[Stored items]

◆ ◆ ◆ ◆ ◆

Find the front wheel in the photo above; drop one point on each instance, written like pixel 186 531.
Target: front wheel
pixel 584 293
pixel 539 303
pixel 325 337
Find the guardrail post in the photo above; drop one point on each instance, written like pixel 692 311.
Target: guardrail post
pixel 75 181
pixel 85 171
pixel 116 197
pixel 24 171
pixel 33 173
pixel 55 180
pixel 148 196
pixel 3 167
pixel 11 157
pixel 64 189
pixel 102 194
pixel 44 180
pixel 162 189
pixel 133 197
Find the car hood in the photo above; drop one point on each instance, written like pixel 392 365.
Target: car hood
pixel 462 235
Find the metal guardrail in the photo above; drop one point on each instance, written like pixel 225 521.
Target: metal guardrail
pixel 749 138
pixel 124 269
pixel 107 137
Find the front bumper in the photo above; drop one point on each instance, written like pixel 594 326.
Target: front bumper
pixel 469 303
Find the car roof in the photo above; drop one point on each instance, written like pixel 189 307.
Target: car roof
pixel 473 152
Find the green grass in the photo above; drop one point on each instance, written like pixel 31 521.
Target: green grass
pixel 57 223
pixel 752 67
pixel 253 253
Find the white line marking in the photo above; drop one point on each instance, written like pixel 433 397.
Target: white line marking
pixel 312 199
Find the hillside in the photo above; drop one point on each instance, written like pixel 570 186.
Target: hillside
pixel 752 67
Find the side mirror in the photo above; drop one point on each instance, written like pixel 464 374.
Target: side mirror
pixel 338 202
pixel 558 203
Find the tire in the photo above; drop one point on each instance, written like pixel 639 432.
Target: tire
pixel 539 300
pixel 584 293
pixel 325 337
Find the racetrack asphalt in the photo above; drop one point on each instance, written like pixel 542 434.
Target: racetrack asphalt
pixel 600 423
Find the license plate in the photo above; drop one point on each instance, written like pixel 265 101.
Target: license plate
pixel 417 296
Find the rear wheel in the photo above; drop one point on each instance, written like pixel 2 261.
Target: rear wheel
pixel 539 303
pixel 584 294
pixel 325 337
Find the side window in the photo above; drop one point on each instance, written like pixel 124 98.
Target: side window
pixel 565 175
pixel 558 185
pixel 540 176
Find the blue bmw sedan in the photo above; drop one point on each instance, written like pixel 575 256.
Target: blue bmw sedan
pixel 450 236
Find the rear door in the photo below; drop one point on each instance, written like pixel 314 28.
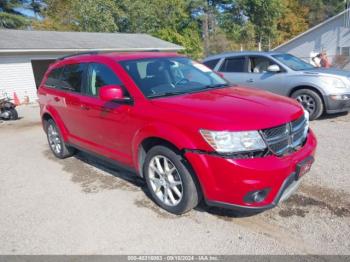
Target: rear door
pixel 70 84
pixel 51 95
pixel 234 69
pixel 259 77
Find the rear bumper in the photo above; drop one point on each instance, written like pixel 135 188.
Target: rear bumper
pixel 337 104
pixel 226 182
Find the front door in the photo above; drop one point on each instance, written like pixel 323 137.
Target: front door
pixel 260 77
pixel 106 124
pixel 234 70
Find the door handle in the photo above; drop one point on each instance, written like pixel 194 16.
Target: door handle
pixel 84 107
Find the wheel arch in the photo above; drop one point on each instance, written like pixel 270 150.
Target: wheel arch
pixel 312 88
pixel 149 142
pixel 52 114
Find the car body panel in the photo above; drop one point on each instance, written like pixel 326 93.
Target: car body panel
pixel 117 131
pixel 288 80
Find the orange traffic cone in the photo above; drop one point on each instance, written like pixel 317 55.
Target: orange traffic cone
pixel 16 99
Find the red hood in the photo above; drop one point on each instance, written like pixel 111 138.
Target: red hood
pixel 233 108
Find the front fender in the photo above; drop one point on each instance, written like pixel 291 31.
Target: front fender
pixel 173 135
pixel 53 113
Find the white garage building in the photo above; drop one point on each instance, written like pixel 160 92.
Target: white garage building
pixel 332 36
pixel 25 55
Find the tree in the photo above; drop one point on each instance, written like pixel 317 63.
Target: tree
pixel 263 15
pixel 292 22
pixel 320 10
pixel 9 17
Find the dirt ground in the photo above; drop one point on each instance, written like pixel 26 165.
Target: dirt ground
pixel 83 206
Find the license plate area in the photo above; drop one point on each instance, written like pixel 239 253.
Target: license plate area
pixel 304 167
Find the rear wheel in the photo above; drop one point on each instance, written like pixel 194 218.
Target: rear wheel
pixel 170 181
pixel 56 143
pixel 311 101
pixel 13 114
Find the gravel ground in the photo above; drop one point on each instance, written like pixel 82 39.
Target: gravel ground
pixel 82 206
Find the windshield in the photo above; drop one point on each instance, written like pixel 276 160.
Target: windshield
pixel 157 77
pixel 293 62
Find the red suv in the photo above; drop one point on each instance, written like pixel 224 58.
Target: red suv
pixel 180 126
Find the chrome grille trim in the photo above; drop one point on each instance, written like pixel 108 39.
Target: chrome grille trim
pixel 286 138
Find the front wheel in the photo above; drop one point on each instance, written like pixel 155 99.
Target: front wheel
pixel 311 101
pixel 13 114
pixel 56 142
pixel 170 181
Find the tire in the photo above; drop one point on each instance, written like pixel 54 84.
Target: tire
pixel 56 142
pixel 190 195
pixel 13 114
pixel 311 101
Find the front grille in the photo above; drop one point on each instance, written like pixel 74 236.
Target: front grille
pixel 286 138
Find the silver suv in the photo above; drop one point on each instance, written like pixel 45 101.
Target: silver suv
pixel 317 89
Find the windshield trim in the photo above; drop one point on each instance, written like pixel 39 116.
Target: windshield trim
pixel 225 83
pixel 192 92
pixel 275 56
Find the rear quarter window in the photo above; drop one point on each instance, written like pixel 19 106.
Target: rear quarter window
pixel 233 65
pixel 72 77
pixel 53 78
pixel 211 63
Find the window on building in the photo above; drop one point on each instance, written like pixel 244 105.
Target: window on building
pixel 72 77
pixel 100 75
pixel 233 65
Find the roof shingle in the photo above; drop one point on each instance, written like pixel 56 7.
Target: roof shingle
pixel 26 41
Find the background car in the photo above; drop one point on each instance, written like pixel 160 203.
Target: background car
pixel 317 89
pixel 180 126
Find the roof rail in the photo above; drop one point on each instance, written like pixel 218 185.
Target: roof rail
pixel 77 54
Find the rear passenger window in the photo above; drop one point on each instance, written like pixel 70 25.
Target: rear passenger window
pixel 233 65
pixel 53 79
pixel 100 75
pixel 72 77
pixel 212 63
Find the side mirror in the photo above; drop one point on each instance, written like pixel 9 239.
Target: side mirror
pixel 273 69
pixel 220 74
pixel 113 93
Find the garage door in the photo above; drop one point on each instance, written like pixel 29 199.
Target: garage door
pixel 16 75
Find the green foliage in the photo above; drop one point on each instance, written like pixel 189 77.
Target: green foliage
pixel 202 27
pixel 263 15
pixel 12 21
pixel 96 15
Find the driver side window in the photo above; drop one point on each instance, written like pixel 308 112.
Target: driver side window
pixel 259 64
pixel 100 75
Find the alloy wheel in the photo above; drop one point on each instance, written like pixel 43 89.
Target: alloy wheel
pixel 308 102
pixel 54 139
pixel 165 180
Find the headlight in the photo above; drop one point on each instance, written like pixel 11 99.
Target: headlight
pixel 307 115
pixel 334 82
pixel 233 142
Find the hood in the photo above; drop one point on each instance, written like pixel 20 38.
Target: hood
pixel 328 71
pixel 232 108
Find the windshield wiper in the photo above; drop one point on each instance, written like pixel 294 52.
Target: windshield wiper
pixel 186 91
pixel 216 86
pixel 167 94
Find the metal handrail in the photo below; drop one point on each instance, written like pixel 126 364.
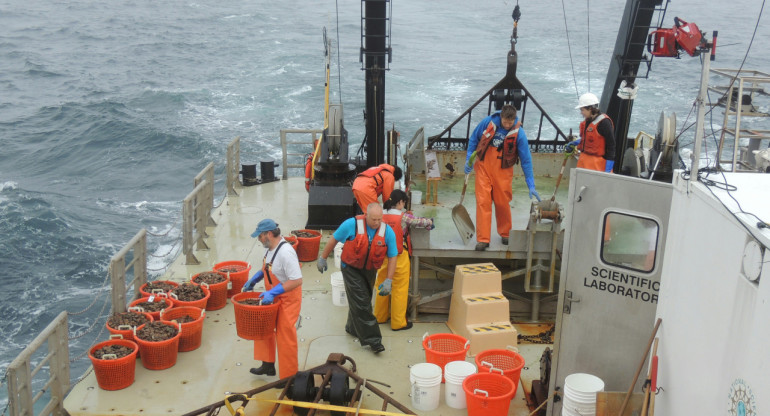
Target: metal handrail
pixel 285 145
pixel 195 214
pixel 232 165
pixel 21 401
pixel 118 269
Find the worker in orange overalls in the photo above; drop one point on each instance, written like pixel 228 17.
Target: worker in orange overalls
pixel 283 277
pixel 597 137
pixel 373 182
pixel 499 142
pixel 393 306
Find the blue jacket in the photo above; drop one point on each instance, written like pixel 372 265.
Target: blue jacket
pixel 522 145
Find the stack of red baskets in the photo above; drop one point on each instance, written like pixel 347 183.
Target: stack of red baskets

◆ ◆ ◆ ◆ ◆

■ Task objective
Copy out the records word for word, from the first line down to and including the line with "pixel 473 152".

■ Answer to this task
Find the front wheel in the photo above; drop one point on each instance, written like pixel 186 531.
Target: front wheel
pixel 584 293
pixel 539 303
pixel 325 337
Find the guardrail post in the photo above; drop one point on each instance, written like pixel 692 311.
Target: guardrail post
pixel 75 181
pixel 85 171
pixel 116 197
pixel 24 171
pixel 33 173
pixel 55 180
pixel 148 196
pixel 3 167
pixel 11 157
pixel 64 189
pixel 102 194
pixel 44 180
pixel 162 189
pixel 133 197
Find the car hood in the photo above; drop one point on each instance, written like pixel 392 365.
Target: car hood
pixel 462 235
Find the metal guardrail in the photo above; drop one point on each instance, written like pixel 225 521.
Target: metal guardrail
pixel 749 138
pixel 124 269
pixel 107 137
Find the front bumper in the photo above; drop one point on each instance, written like pixel 594 326.
Target: front bumper
pixel 469 303
Find the car roof in the photo above; drop one point on each instance, written like pixel 189 307.
Target: car roof
pixel 473 152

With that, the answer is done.